THE PROBLEM: Extract every line in the entries below that contains the word "where", copying each one in full. Case counts.
::::::::
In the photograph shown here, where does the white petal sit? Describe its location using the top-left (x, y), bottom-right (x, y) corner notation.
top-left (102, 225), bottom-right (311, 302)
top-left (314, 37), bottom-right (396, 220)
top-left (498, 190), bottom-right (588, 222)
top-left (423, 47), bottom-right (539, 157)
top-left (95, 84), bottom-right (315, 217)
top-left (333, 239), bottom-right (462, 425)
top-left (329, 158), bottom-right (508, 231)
::::::::
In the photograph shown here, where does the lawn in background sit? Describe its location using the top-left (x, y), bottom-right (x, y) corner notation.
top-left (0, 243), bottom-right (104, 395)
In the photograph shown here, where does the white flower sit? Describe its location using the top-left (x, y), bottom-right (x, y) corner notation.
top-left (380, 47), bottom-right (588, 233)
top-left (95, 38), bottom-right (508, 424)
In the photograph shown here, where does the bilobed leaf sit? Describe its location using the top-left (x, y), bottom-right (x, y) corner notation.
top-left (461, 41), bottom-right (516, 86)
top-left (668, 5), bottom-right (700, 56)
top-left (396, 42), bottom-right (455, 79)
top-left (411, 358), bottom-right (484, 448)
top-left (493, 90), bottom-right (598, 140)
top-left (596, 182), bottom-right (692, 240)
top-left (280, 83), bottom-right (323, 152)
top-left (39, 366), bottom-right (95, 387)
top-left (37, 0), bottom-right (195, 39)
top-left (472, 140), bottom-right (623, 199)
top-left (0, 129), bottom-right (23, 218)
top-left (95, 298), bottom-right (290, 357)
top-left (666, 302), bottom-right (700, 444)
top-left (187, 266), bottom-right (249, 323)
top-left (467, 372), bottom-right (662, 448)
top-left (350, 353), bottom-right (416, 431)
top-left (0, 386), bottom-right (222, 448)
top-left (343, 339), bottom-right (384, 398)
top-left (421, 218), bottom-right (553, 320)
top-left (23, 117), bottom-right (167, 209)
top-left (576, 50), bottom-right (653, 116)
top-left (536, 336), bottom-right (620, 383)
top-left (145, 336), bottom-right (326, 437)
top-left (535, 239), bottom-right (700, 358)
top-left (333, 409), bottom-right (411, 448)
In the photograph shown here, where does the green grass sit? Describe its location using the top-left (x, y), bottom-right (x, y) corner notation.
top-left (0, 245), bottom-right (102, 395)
::::::::
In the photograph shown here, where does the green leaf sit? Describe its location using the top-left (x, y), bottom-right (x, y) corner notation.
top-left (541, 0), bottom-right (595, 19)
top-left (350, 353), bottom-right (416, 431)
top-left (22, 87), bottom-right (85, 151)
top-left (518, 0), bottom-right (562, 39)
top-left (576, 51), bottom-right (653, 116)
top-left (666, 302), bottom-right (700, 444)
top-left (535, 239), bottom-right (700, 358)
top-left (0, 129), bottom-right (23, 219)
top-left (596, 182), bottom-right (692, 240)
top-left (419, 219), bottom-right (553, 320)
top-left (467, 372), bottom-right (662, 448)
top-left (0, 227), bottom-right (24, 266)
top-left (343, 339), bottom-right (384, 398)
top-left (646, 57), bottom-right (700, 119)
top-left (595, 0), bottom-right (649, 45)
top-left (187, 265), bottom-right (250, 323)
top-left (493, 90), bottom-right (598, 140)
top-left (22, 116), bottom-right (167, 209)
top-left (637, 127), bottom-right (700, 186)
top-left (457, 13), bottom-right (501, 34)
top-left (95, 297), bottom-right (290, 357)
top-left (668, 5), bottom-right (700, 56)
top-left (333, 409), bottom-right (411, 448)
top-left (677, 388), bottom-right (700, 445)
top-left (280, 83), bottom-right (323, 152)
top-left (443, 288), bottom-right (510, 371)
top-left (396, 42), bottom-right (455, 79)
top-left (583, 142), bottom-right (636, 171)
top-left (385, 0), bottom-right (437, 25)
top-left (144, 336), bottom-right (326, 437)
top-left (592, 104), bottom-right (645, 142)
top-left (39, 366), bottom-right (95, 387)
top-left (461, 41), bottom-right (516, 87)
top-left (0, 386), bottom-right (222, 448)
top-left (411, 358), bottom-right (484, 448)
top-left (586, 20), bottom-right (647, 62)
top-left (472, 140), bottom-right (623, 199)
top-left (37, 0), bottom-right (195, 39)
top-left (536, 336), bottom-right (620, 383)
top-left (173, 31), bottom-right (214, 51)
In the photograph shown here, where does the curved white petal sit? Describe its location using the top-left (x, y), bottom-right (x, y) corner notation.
::::::::
IN RESPONSE:
In the photograph shown here, where does the white petal sit? Describe its location using the top-left (x, y), bottom-right (x, y) corner notation.
In the photograph shown here, where does the lawn in background sit? Describe its location using the top-left (x, y), bottom-right (x, y) corner notation.
In the photograph shown here, where does the white flower sit? Describe its location using the top-left (x, y), bottom-right (x, y) corner notation.
In the photograph shown here, where does the bilobed leaf sit? Describe its location using the top-left (x, y), bottom-right (x, y) corner notation.
In the photograph shown here, where does the green grass sit? Describe its location using the top-left (x, y), bottom-right (x, y) corner notation.
In the photograph shown here, where does the green leaf sit? Describe its location using the top-left (x, y), bottom-right (x, y) corner notation.
In the photograph shown here, where does the curved white petal sit? Describe its location using the top-left (x, y), bottom-right (x, y) corner notation.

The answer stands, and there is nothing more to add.